◆ **Required tasks**:
[A] In the court opinion on the liquor-possession appeal, what condition keeps the trial court's ruling on the motion to suppress from being disturbed when the testimony at that hearing conflicts? Answer in one to three sentences.
[B] Write the next part of the court opinion on the liquor-possession appeal, starting right after its last line.

◆ **Reading text**:
···

1. Appeal and Error Failure to File Brief Review Affirmance. Where a defendant appeals from a judgment of conviction, and neither brief is filed or appearance for oral argument made, this court will examine the pleadings and the instructions and if no error prejudicial to the substantial rights of the defendant is apparent will affirm the judgment.

2. Same Sufficiency of Conflicting Evidence to Support Ruling on Motion to Suppress Evidence. Where there is a conflict in the testimony in the hearing upon the motion to suppress the evidence, the trial court's ruling thereon will not be disturbed if the same is supported by substantial evidence.

Appeal from County Court, Bryan County; Ceph Shoemaker, Judge.

J.M. (Bud) Garner was convicted of possession of intoxicating liquor, and he appeals. Affirmed.

W.L. Steger, Durant, for plaintiff in error.

Mac Q. Williamson, Atty. Gen., and Sam H. Lattimore, Asst. Atty. Gen., for defendant in error.

BRETT, P.J.

···

◆ **Dataset rows**:
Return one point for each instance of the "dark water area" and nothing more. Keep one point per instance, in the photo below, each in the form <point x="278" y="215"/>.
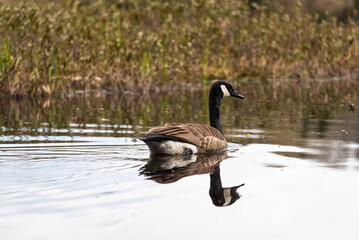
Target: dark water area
<point x="74" y="167"/>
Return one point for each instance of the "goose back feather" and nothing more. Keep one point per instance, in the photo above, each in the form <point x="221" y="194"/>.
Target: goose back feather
<point x="203" y="137"/>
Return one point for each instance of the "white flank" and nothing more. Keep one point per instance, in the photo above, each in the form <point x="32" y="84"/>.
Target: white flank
<point x="170" y="147"/>
<point x="225" y="91"/>
<point x="227" y="196"/>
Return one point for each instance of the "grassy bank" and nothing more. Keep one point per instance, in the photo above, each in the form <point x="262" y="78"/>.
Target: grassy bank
<point x="75" y="45"/>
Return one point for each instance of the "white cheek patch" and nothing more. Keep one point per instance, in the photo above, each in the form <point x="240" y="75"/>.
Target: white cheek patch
<point x="225" y="91"/>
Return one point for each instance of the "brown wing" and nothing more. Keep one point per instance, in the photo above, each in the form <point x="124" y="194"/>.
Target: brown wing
<point x="206" y="138"/>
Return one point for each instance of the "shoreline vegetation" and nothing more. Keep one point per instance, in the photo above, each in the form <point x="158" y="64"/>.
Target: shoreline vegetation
<point x="80" y="46"/>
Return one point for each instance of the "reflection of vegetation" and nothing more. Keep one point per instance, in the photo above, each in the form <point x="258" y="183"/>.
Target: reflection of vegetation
<point x="295" y="113"/>
<point x="87" y="45"/>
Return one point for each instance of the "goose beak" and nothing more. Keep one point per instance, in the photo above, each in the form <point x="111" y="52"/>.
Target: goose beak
<point x="237" y="95"/>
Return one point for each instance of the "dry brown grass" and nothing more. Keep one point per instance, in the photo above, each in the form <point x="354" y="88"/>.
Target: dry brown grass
<point x="77" y="46"/>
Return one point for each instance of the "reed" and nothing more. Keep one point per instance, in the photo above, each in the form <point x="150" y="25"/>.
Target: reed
<point x="70" y="46"/>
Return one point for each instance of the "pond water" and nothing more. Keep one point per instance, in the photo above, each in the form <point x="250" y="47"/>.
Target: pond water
<point x="74" y="168"/>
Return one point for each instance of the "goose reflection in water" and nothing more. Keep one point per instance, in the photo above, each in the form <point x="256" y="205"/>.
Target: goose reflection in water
<point x="171" y="168"/>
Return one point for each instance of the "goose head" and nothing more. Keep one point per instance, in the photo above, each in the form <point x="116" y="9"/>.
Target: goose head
<point x="222" y="89"/>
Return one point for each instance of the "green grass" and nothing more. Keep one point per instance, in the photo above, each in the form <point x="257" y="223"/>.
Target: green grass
<point x="50" y="49"/>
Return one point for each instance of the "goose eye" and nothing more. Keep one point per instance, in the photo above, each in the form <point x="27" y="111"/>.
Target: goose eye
<point x="225" y="91"/>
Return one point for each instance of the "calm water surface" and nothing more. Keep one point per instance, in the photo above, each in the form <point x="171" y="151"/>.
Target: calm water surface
<point x="75" y="169"/>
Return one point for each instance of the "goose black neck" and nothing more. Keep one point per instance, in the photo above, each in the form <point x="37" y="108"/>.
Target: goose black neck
<point x="215" y="99"/>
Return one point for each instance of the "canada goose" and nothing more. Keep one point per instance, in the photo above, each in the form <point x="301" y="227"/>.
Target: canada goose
<point x="181" y="138"/>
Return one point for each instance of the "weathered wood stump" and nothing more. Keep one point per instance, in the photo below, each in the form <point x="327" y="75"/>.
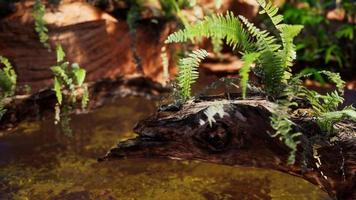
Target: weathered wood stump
<point x="243" y="138"/>
<point x="95" y="40"/>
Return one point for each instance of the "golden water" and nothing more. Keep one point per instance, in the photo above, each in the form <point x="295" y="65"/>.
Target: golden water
<point x="38" y="162"/>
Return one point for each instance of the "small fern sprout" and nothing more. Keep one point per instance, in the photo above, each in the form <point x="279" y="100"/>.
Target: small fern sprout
<point x="39" y="10"/>
<point x="248" y="60"/>
<point x="188" y="71"/>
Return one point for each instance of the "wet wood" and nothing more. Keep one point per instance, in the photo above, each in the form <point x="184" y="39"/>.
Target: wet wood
<point x="90" y="37"/>
<point x="243" y="138"/>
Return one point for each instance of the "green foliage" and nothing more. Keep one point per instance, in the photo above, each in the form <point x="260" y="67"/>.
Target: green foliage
<point x="327" y="120"/>
<point x="68" y="79"/>
<point x="7" y="78"/>
<point x="275" y="59"/>
<point x="7" y="83"/>
<point x="273" y="56"/>
<point x="39" y="10"/>
<point x="248" y="59"/>
<point x="322" y="38"/>
<point x="219" y="26"/>
<point x="188" y="71"/>
<point x="284" y="130"/>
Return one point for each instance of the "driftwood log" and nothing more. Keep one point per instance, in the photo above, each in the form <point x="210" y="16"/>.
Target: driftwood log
<point x="243" y="138"/>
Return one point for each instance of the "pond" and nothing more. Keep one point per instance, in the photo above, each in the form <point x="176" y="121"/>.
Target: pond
<point x="38" y="162"/>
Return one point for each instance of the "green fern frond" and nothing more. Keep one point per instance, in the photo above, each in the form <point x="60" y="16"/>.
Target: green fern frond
<point x="188" y="71"/>
<point x="283" y="127"/>
<point x="8" y="77"/>
<point x="327" y="120"/>
<point x="335" y="78"/>
<point x="271" y="11"/>
<point x="264" y="39"/>
<point x="248" y="60"/>
<point x="289" y="54"/>
<point x="39" y="10"/>
<point x="219" y="26"/>
<point x="273" y="76"/>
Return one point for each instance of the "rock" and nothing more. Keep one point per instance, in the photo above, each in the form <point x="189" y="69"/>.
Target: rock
<point x="98" y="42"/>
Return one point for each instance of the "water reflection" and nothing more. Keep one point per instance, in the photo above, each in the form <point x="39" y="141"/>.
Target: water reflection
<point x="38" y="162"/>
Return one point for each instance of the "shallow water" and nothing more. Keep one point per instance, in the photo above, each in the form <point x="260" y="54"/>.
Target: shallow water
<point x="38" y="162"/>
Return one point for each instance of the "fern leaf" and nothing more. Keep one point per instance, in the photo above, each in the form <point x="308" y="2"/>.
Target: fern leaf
<point x="335" y="78"/>
<point x="8" y="77"/>
<point x="60" y="53"/>
<point x="248" y="59"/>
<point x="39" y="10"/>
<point x="327" y="120"/>
<point x="273" y="72"/>
<point x="271" y="11"/>
<point x="289" y="54"/>
<point x="264" y="39"/>
<point x="188" y="71"/>
<point x="283" y="127"/>
<point x="219" y="26"/>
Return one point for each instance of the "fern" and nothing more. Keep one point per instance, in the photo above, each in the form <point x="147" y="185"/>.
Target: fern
<point x="219" y="26"/>
<point x="39" y="10"/>
<point x="335" y="78"/>
<point x="8" y="78"/>
<point x="288" y="53"/>
<point x="264" y="39"/>
<point x="248" y="59"/>
<point x="283" y="127"/>
<point x="188" y="71"/>
<point x="328" y="119"/>
<point x="68" y="77"/>
<point x="271" y="11"/>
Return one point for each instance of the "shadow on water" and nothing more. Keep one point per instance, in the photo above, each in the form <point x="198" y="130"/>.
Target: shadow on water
<point x="38" y="162"/>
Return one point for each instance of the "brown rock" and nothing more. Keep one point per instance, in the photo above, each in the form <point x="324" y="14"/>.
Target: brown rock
<point x="92" y="38"/>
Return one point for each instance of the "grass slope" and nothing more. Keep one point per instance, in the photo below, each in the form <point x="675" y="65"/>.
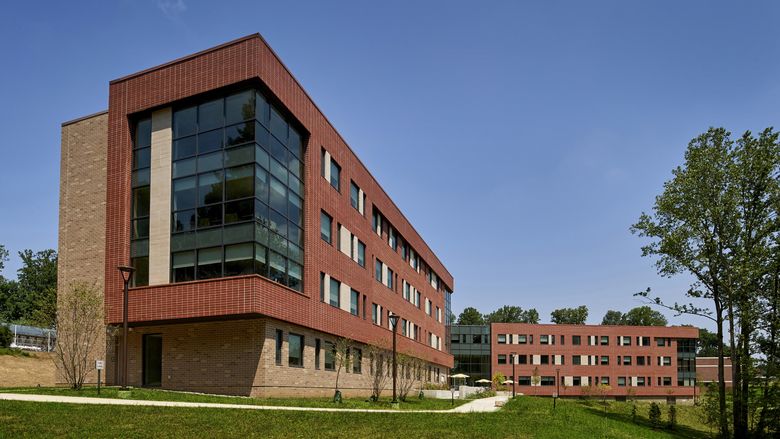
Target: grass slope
<point x="525" y="417"/>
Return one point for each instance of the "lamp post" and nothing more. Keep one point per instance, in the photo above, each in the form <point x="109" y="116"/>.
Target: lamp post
<point x="127" y="274"/>
<point x="394" y="321"/>
<point x="512" y="357"/>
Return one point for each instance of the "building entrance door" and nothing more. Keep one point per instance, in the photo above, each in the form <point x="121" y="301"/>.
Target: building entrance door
<point x="152" y="361"/>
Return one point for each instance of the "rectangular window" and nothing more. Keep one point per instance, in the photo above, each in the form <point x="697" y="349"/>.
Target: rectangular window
<point x="357" y="360"/>
<point x="295" y="350"/>
<point x="361" y="253"/>
<point x="279" y="342"/>
<point x="326" y="227"/>
<point x="317" y="348"/>
<point x="354" y="306"/>
<point x="330" y="356"/>
<point x="335" y="288"/>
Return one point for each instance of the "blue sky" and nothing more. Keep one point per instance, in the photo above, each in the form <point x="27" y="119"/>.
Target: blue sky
<point x="538" y="131"/>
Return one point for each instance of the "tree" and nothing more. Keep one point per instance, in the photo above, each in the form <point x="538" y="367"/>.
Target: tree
<point x="470" y="316"/>
<point x="717" y="221"/>
<point x="643" y="316"/>
<point x="6" y="337"/>
<point x="570" y="316"/>
<point x="79" y="323"/>
<point x="343" y="359"/>
<point x="612" y="318"/>
<point x="512" y="314"/>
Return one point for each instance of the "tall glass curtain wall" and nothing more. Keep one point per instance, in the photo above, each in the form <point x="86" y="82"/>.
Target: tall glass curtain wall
<point x="139" y="226"/>
<point x="237" y="191"/>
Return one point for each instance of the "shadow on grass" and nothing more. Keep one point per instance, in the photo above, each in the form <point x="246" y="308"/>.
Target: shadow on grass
<point x="679" y="431"/>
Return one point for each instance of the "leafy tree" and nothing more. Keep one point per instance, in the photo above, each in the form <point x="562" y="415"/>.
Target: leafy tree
<point x="643" y="316"/>
<point x="717" y="221"/>
<point x="570" y="316"/>
<point x="512" y="314"/>
<point x="6" y="337"/>
<point x="612" y="318"/>
<point x="79" y="324"/>
<point x="470" y="316"/>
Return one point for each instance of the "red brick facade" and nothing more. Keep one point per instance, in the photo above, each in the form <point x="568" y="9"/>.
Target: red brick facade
<point x="563" y="346"/>
<point x="249" y="60"/>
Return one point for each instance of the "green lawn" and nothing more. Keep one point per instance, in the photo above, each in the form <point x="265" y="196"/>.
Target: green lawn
<point x="413" y="403"/>
<point x="524" y="417"/>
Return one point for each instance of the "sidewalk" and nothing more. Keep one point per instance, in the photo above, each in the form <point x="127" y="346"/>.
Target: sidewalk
<point x="477" y="406"/>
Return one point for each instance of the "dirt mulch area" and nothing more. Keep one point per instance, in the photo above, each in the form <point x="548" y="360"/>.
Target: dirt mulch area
<point x="36" y="369"/>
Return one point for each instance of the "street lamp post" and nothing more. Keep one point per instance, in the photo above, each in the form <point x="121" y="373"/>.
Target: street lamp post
<point x="127" y="274"/>
<point x="394" y="321"/>
<point x="512" y="357"/>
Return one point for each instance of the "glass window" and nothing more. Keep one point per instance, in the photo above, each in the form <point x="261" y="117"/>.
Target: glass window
<point x="361" y="253"/>
<point x="184" y="122"/>
<point x="239" y="107"/>
<point x="210" y="115"/>
<point x="183" y="264"/>
<point x="330" y="356"/>
<point x="239" y="182"/>
<point x="295" y="350"/>
<point x="354" y="193"/>
<point x="335" y="288"/>
<point x="239" y="259"/>
<point x="335" y="175"/>
<point x="326" y="227"/>
<point x="353" y="302"/>
<point x="209" y="263"/>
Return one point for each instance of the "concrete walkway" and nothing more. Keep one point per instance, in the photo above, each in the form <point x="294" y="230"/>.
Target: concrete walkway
<point x="478" y="405"/>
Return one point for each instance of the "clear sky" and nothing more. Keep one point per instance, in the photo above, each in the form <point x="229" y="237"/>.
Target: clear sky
<point x="520" y="138"/>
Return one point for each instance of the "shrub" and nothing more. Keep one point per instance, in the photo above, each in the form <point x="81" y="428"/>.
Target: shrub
<point x="672" y="417"/>
<point x="6" y="337"/>
<point x="654" y="415"/>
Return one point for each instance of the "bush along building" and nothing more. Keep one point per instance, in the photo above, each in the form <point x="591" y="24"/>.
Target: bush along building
<point x="257" y="236"/>
<point x="582" y="360"/>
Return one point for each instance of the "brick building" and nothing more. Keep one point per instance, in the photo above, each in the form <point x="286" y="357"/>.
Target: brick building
<point x="640" y="361"/>
<point x="257" y="236"/>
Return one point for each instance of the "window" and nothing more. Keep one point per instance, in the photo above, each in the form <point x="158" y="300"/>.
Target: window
<point x="335" y="288"/>
<point x="335" y="175"/>
<point x="361" y="253"/>
<point x="237" y="191"/>
<point x="353" y="302"/>
<point x="326" y="227"/>
<point x="279" y="341"/>
<point x="330" y="356"/>
<point x="295" y="350"/>
<point x="357" y="360"/>
<point x="355" y="195"/>
<point x="389" y="278"/>
<point x="317" y="348"/>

···

◆ **Responses to the exercise**:
[A] When the testimony at the hearing on the motion to suppress conflicts, the trial court's ruling will not be disturbed as long as substantial evidence supports it.

[B]
The plaintiff in error J.M. (Bud) Garner, defendant below, was charged by information in the county court of Bryan county, Oklahoma,

Page 35

with the offense of the unlawful possession of intoxicating liquor. The information alleged that on or about July 15, 1950, in Bryan county, Oklahoma, the defendant was in possession of 16 half pints of Gilby's gin, 8 half pint bottles of Sunny Brook whisky and 16 half pint bottles of Hill & Hill whisky with the unlawful, wrongful and wilful intent then and there of selling, giving away, bartering or otherwise disposing of the same to other persons. A motion to suppress was filed and overruled by the court. Thereafter the case came on for trial before a jury. The defendant was found guilty, his punishment fixed at 30 days in the county jail and a fine of $50. Title 37, § 31 [37-31], O.S. 1941. From which judgment and sentence this appeal has been perfected.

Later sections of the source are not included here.